# EXERCISE INSTRUCTIONS
Please give again, word for word, the line that contains "Query: eyeglasses" and every line after it to the end of the data, with no other lines.

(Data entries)
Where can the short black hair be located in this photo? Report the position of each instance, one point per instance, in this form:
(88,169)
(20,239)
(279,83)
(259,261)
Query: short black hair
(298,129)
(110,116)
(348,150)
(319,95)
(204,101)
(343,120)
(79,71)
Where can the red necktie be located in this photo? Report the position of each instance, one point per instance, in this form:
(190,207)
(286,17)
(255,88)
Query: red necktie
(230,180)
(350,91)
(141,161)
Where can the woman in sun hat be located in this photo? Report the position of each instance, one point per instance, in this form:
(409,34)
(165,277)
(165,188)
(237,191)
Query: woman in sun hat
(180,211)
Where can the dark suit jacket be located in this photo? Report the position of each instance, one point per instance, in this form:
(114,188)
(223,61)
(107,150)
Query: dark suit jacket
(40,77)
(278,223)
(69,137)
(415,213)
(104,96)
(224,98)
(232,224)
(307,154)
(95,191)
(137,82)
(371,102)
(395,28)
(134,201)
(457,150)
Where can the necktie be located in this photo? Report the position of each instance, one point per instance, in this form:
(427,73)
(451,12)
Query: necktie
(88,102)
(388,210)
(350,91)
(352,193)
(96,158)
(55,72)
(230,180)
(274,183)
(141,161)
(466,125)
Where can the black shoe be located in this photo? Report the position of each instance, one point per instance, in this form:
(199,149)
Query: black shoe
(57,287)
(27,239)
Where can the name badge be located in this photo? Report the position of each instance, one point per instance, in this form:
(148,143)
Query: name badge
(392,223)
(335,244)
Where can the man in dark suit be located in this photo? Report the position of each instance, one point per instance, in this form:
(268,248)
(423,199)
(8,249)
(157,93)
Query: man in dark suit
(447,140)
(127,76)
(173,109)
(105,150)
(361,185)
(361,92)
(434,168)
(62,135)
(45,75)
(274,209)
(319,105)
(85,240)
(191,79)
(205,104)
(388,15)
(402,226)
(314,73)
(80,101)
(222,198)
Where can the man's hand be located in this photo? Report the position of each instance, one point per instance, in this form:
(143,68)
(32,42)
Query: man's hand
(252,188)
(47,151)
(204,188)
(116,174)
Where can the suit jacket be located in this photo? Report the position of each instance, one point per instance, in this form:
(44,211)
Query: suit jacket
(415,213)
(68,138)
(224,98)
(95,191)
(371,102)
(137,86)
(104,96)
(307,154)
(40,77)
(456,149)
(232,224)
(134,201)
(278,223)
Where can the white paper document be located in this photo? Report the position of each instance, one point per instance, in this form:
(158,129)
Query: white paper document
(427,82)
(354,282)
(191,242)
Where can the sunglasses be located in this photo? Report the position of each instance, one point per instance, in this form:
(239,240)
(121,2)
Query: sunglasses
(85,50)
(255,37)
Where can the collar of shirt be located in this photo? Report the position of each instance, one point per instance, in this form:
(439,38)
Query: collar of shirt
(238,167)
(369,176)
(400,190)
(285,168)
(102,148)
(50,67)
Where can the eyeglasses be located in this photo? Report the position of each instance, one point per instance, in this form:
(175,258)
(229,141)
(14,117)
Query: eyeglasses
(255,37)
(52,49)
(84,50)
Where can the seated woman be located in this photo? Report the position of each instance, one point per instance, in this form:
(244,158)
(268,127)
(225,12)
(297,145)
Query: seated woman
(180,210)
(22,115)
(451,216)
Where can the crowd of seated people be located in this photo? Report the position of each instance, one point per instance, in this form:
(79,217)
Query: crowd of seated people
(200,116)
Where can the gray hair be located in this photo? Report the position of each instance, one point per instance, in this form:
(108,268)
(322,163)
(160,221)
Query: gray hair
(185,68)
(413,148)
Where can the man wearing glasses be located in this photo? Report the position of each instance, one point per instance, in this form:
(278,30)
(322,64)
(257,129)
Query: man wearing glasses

# TASK RESPONSE
Query: eyeglasses
(255,37)
(52,49)
(84,50)
Where can the seated woman be located in this photo? Report the position of each instance, one point per instance, in this form:
(244,158)
(268,127)
(225,12)
(297,145)
Query: seated woman
(180,210)
(22,115)
(451,216)
Where can the crowd of seated people be located in this photo? Report the position of each instance, one point per instance, in this form:
(79,217)
Query: crowd of seated people
(200,116)
Where can the gray hair be located in this photo? Report the position of each instance, one point per instance, in this form:
(108,268)
(322,163)
(160,221)
Query: gray hair
(185,68)
(413,148)
Where can the man wearing glasses be located in this photo? Report the position of each instance, one point per instance, in this form:
(278,30)
(322,64)
(257,129)
Query: man wearing glasses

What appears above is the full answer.